[Entries from an annotation dataset]
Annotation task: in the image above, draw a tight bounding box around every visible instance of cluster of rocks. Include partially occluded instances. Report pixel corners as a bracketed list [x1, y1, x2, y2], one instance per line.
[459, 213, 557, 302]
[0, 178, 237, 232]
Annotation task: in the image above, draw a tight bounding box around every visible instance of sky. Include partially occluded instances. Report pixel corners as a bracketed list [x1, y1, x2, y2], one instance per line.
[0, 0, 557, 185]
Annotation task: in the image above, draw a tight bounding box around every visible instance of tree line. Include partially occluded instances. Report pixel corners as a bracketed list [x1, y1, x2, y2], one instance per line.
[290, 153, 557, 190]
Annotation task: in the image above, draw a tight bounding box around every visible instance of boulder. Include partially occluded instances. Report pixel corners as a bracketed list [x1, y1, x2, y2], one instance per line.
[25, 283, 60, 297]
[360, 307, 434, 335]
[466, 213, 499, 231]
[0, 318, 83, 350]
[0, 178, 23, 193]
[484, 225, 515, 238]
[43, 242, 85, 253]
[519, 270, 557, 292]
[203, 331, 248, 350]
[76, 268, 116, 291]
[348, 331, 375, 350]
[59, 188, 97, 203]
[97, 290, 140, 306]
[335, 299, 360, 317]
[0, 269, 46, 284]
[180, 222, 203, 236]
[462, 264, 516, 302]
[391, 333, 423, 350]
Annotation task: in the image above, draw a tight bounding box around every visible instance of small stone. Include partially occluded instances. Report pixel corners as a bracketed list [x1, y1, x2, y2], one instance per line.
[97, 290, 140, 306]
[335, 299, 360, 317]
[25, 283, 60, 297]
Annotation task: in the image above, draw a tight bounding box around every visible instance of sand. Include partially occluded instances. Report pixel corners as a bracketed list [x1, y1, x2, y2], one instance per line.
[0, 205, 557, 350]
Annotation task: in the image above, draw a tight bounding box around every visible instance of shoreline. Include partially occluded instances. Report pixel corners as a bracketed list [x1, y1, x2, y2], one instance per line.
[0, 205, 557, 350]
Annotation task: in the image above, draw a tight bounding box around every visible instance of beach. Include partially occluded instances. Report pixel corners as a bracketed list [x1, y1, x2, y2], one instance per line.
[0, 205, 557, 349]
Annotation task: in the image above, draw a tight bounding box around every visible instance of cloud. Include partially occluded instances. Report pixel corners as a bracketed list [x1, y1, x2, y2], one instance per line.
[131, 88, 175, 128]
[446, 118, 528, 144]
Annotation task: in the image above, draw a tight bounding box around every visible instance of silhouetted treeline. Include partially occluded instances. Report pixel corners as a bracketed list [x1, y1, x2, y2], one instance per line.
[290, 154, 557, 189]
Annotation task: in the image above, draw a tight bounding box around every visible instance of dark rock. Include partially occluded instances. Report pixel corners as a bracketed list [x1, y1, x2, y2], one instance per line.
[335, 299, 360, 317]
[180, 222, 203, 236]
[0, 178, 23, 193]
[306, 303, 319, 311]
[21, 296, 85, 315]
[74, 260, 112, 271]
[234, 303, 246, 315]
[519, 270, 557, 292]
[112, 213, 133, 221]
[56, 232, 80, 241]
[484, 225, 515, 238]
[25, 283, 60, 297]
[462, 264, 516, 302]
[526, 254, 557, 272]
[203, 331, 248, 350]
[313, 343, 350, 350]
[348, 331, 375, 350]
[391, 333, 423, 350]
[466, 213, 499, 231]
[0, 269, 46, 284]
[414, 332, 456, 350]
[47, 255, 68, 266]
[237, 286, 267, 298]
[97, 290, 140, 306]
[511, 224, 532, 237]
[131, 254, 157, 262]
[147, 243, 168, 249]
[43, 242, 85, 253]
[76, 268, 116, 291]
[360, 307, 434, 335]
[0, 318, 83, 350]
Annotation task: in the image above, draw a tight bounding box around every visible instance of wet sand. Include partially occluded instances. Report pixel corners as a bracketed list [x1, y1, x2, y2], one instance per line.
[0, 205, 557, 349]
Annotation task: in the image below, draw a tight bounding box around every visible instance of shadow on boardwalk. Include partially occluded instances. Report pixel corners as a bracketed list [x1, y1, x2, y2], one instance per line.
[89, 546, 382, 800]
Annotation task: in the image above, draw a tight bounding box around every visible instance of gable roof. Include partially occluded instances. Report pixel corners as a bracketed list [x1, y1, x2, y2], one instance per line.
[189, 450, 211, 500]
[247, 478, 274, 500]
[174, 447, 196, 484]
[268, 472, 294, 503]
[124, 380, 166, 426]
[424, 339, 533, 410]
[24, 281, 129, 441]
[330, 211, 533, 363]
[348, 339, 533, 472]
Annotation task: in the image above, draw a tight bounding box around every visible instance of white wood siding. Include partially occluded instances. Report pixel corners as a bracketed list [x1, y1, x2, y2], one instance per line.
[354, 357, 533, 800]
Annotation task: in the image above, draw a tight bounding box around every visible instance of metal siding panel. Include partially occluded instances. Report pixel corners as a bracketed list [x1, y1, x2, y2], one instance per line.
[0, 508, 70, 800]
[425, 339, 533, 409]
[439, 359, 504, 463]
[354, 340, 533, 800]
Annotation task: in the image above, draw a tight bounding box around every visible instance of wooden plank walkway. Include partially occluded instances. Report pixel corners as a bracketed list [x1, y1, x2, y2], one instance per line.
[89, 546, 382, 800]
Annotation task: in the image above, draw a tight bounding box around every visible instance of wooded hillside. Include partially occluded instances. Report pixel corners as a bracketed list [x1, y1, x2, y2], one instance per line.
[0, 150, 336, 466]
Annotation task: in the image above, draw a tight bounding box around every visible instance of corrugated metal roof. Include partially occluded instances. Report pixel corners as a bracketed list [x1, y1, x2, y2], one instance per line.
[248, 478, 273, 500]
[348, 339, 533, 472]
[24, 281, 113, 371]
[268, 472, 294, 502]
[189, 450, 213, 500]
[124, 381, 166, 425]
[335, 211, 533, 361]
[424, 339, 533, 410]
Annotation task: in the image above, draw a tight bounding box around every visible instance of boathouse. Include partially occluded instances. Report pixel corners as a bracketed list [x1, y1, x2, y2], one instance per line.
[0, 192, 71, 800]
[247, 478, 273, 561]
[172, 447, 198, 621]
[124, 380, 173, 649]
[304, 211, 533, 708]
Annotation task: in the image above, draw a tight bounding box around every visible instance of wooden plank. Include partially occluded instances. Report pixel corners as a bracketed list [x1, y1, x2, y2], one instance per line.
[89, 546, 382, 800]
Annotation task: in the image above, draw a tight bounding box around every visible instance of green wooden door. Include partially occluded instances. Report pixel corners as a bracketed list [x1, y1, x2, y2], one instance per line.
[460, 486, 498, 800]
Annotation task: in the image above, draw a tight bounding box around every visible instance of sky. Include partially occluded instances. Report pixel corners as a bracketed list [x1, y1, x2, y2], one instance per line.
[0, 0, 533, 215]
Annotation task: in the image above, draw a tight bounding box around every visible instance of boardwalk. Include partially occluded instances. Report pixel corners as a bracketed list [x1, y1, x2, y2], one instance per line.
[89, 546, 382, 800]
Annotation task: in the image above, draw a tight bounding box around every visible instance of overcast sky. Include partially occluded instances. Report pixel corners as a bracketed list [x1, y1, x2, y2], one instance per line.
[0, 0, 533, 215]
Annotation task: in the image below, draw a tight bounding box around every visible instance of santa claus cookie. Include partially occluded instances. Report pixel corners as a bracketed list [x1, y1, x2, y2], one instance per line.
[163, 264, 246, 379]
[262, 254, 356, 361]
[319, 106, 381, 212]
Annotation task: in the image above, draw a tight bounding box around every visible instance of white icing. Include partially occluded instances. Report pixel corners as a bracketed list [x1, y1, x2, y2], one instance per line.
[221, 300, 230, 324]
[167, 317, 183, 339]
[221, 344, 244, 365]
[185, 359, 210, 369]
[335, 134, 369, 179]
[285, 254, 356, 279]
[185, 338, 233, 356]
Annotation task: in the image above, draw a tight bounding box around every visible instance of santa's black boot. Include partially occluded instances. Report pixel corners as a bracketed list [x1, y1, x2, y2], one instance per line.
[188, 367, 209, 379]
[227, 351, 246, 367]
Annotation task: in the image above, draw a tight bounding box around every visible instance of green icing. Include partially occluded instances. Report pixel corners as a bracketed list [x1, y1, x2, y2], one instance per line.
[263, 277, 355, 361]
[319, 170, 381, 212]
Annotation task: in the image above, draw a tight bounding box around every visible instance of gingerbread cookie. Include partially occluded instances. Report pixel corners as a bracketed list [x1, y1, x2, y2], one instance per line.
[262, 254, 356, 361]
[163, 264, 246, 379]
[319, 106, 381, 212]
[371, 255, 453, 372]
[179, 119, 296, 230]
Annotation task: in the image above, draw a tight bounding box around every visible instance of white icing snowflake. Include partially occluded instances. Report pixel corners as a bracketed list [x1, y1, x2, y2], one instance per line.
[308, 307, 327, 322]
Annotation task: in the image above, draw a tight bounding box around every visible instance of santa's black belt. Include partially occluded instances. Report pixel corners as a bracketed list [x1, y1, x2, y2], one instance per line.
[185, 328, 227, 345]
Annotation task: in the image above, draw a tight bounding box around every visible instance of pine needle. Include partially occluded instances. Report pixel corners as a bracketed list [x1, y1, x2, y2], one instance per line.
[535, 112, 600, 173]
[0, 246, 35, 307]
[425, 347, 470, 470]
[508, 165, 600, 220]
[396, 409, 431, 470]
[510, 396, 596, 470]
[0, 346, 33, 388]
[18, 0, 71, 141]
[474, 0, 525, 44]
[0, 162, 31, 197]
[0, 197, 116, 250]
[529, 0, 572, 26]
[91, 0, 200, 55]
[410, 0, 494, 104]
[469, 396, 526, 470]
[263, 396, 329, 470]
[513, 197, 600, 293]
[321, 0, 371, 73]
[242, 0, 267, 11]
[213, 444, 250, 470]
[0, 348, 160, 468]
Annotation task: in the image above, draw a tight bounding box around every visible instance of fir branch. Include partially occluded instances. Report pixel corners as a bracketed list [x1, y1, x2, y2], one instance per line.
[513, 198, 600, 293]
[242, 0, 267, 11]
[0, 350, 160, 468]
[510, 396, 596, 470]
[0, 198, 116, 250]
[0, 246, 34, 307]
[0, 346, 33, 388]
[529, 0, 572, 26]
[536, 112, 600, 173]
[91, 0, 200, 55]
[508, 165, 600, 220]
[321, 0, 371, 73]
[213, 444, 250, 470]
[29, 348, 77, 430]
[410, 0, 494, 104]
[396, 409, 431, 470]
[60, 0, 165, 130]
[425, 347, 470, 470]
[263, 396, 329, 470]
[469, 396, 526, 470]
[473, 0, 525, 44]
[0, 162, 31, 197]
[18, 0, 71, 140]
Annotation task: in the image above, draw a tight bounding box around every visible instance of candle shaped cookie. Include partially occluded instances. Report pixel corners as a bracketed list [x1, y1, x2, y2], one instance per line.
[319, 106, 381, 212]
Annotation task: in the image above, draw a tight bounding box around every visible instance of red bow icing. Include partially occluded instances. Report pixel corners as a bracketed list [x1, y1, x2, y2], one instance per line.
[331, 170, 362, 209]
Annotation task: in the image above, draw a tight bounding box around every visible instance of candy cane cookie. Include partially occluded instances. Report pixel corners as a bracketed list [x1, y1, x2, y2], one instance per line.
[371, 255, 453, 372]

▶ EXERCISE OBJECTIVE
Could you rewrite every line in the stretch from the line containing "of white icing." through the line containing "[319, 170, 381, 212]", adding 33 to each bounding box coordinate and keeping all other lines unchanged?

▶ RESULT BELOW
Annotation task: in the image above, draw a tight bounding box around every visible instance of white icing. Include partially occluded instances. Report pixel corners as a bracketed list [x1, y1, x2, y2], one instance per line.
[254, 333, 263, 357]
[200, 350, 216, 372]
[254, 377, 277, 398]
[218, 392, 243, 402]
[368, 167, 402, 212]
[318, 287, 389, 312]
[218, 371, 266, 389]
Annotation task: in the image above, draw a tight bounding box around every visible instance of santa's black boot. Include partially occluded instances. Report pixel corners as a bracketed list [x1, y1, x2, y2], one instance per line.
[221, 400, 242, 412]
[260, 384, 279, 400]
Annotation task: in the image above, draw a tight bounding box around every visible instance of green icing. Include partially occluded instances. Report pixel corners as a bracketed list [x1, y1, x2, y2], one instance per line.
[296, 310, 388, 394]
[352, 203, 414, 245]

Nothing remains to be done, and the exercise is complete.